## EXERCICES:
A - D'après le texte fourni, qui fut le maître du peintre Niccolo dell'Abbate ?
B - Renvoyez chaque ligne des entrées où figure la chaîne « mark », en tenant compte de la casse.

## TEXTE FOURNI:
^^^^^^^^
ABBASSA ou ABASSA, sœur d’Haroun-al-Raschild, qui la donna pour épouse à Djafar, l’un des Barmécides. V. ce dernier mot.

ABBATE (Niccolo dell'), peintre italien, né à Modène en 1509, mort en 1571. Il eut pour maître Ruggiero Ruggieri, qui aida le Primatice à orner de peintures le château de Fontainebleau. Il a laissé à Bologne, dans les salles et sur les plafonds de l’Institut, plusieurs fresques qui rappellent la manière du Primatice et qui représentent des sujets empruntés à l’Odyssée. Il les peignit de concert avec Pellegrino Pellegrini, et elles ont été gravées par Buratti. Un tableau de Niccolo dell’ Abbate, représentant le Mariage de sainte Catherine, se trouve au Musée français.

ABBATE ou ABBATI (Balde-Angelo d'). médecin italien, né à Gubbio au xvie siècle. Il exerça la médecine à Gubbio, puis à Pesaro, où il devint premier médecin du duc d’Urbin. On a de lui : Opus præelarum concertationum (Pesaro, 1594, in-4o) ; De admirabili viperæ natura (Raguse, 1589, in-4o).

ABBATE dell' Épée (l'), opéra italien, musique de J. Mosca ; représenté à Naples en 1826. Ce fut le dernier opéra écrit par le fécond compositeur napolitain dont les ouvrages, fort médiocres pour la plupart, défrayèrent pendant vingt ans les principales scènes de l’Italie. À l’apparition du Barbier de Rossini, Mosca prétendit, et prouva presque, que le jeune maestro s’était approprié le procédé du crescendo appliqué au rhythme dont il avait le premier fait usage dans un de ses opéras joué, en 1811, et ayant pour titre : I Pretendenti delusi. Rossini a fait comme Molière ; il a pris son bien où il l’a trouvé.
^^^^^^^^
## ENTRÉES FOURNIES:
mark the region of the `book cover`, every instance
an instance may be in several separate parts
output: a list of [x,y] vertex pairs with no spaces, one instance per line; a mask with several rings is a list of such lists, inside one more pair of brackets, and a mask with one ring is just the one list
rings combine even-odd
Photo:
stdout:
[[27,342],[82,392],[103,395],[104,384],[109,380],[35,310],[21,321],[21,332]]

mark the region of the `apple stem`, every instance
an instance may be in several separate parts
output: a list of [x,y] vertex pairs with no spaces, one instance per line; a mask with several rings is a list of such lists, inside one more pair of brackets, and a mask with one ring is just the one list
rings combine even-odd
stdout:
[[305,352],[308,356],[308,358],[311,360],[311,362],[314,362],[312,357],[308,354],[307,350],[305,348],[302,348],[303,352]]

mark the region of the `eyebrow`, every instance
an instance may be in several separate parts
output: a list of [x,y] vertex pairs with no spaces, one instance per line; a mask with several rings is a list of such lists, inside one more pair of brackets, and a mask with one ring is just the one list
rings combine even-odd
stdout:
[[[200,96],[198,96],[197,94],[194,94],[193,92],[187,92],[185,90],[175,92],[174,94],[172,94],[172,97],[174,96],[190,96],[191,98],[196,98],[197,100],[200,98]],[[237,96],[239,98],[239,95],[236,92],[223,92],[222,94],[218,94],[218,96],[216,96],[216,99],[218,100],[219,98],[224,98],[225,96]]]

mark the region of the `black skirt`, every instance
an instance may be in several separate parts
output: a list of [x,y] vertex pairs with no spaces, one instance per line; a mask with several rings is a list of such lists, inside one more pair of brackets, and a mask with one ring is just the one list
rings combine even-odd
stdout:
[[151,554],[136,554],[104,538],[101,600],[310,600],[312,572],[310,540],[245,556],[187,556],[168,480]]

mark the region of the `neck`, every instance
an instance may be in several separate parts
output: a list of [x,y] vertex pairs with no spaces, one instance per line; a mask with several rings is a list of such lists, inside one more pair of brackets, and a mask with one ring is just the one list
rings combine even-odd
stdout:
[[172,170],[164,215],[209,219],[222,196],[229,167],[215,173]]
^^^^^^^^
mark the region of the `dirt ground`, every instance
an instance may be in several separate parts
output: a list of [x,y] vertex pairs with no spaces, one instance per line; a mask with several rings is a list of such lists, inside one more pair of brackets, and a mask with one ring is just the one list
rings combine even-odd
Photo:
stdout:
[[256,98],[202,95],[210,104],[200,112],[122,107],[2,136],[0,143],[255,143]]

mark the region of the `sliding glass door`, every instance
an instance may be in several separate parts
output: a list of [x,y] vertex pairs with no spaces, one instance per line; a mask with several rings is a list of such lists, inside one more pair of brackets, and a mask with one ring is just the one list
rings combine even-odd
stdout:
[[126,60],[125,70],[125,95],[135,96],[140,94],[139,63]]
^^^^^^^^
## CORRIGÉS:
A - Ruggiero Ruggieri.

B -
mark the region of the `book cover`, every instance
mark the region of the `apple stem`, every instance
mark the region of the `eyebrow`, every instance
mark the region of the `black skirt`, every instance
mark the region of the `neck`, every instance
mark the region of the `dirt ground`, every instance
mark the region of the `sliding glass door`, every instance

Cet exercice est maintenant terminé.